Rewrite all of the material below, replacing "Give pixel coordinates" with "List pixel coordinates" wherever it appears and changing nothing else. Omit the pictures.

### MATERIAL TO PROCESS
------------------------------------------------------------------------
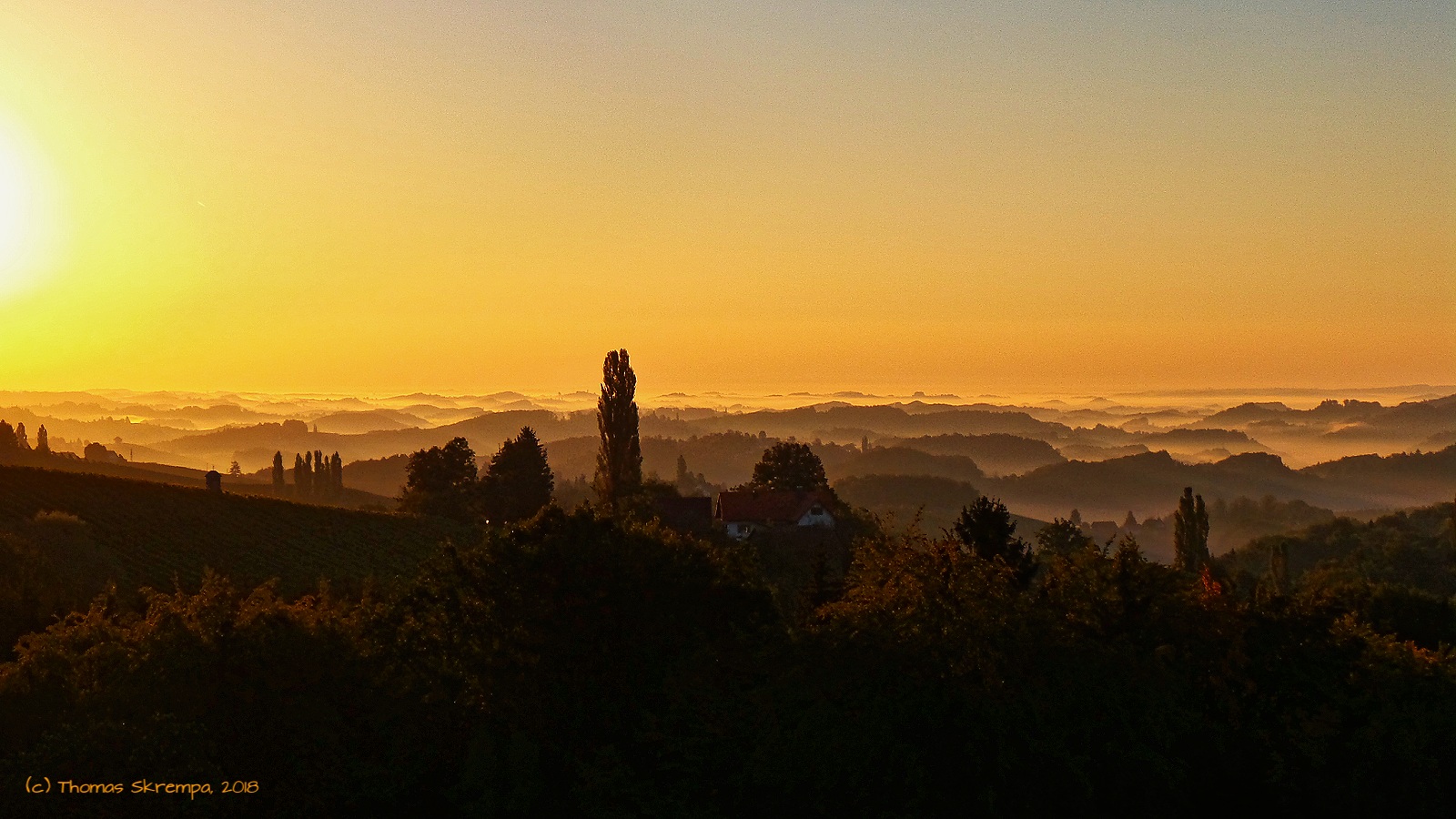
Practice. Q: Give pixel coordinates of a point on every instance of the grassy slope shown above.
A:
(160, 532)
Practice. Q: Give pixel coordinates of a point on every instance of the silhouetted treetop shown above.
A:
(790, 465)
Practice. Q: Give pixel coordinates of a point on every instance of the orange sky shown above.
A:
(386, 197)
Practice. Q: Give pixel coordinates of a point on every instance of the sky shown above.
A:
(385, 197)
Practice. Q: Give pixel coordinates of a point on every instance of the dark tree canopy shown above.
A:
(519, 481)
(788, 465)
(440, 481)
(1190, 532)
(987, 530)
(1062, 538)
(619, 460)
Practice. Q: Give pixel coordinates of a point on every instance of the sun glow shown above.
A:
(25, 222)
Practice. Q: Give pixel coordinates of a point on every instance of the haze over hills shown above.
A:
(1045, 455)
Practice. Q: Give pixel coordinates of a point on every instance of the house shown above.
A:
(747, 511)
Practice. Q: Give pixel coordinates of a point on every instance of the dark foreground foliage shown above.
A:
(581, 666)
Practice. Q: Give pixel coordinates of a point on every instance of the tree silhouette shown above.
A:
(302, 477)
(1062, 538)
(519, 481)
(788, 465)
(440, 481)
(986, 528)
(1190, 532)
(619, 460)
------------------------------------------------------------------------
### EXPECTED OUTPUT
Practice. Q: List pixel coordinates of a point on every instance of the grassy slope shown above.
A:
(160, 532)
Practice. Q: List pixel coordinates of a point on every instance of the silhouetted treetop shown above.
A:
(790, 465)
Practice. Q: List pixel coordinates of a point on every instance of the orange sky shown above.
A:
(386, 197)
Practice. Q: List pixel coordinates of a point on every instance of the sky shown above.
A:
(385, 197)
Practice. Q: List pixel coordinates of a point on every instance of the dark tree canopy shown above.
A:
(519, 481)
(788, 465)
(440, 481)
(1190, 532)
(987, 530)
(1062, 538)
(619, 460)
Practice. Q: List pixel coordinates of a point on every instance of the sun glow shown above.
A:
(25, 222)
Practice. Q: List pixel coordinates of a point on every instance of the haze over hills shown above.
A:
(1045, 455)
Practice. Q: List pixel coordinates of a point on every instance of the house shown above.
A:
(747, 511)
Practice. Q: List pixel coordinates of a point on every instance of the dark foreground foliage shown above.
A:
(581, 666)
Practice. Q: List pixel coordinates of a point on every instance of the tree silhouette shown above.
A:
(302, 477)
(1062, 538)
(519, 481)
(788, 465)
(440, 481)
(986, 528)
(1190, 532)
(619, 460)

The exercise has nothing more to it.